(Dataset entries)
== Segment start ==
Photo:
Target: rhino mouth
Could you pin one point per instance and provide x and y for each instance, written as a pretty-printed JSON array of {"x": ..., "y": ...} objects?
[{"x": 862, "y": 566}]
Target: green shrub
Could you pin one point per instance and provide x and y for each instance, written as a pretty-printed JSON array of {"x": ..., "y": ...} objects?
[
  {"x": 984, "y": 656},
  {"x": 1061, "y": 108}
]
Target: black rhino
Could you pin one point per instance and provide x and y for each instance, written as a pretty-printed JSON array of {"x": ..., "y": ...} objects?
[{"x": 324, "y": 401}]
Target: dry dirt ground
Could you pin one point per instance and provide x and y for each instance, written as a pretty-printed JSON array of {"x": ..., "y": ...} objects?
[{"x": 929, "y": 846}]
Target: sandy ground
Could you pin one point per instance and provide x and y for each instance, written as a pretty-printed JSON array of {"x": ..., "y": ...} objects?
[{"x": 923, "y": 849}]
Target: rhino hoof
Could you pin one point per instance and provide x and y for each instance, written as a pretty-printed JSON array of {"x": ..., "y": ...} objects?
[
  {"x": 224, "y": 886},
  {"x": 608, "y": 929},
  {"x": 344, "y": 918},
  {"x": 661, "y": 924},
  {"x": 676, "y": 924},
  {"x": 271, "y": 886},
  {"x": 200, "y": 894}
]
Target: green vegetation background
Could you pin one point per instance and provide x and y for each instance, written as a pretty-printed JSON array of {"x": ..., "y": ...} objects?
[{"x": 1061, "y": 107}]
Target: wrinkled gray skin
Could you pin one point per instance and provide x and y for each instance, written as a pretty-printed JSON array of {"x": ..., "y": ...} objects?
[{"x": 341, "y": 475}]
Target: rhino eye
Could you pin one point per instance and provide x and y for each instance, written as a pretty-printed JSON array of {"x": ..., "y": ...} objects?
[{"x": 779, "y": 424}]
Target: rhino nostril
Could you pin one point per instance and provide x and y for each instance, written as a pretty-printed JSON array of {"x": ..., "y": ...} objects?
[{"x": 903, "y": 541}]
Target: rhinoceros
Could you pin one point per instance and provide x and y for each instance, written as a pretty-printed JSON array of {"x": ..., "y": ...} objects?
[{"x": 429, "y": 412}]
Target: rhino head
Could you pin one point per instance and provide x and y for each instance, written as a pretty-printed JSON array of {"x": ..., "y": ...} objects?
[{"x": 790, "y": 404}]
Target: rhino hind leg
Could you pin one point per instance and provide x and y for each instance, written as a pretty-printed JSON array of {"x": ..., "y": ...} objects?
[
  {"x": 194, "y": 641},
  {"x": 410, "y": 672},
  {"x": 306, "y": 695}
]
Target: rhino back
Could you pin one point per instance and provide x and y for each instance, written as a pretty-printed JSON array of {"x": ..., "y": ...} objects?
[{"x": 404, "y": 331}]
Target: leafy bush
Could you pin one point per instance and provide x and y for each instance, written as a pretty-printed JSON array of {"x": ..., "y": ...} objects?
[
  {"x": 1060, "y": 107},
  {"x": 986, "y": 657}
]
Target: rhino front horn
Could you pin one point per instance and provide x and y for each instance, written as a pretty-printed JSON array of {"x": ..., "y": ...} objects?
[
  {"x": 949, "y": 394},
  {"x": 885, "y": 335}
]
== Segment end ==
_Exercise_
Pull out every line of the records that includes the string "green".

_Task solution_
Target: green shrub
Target: green vegetation background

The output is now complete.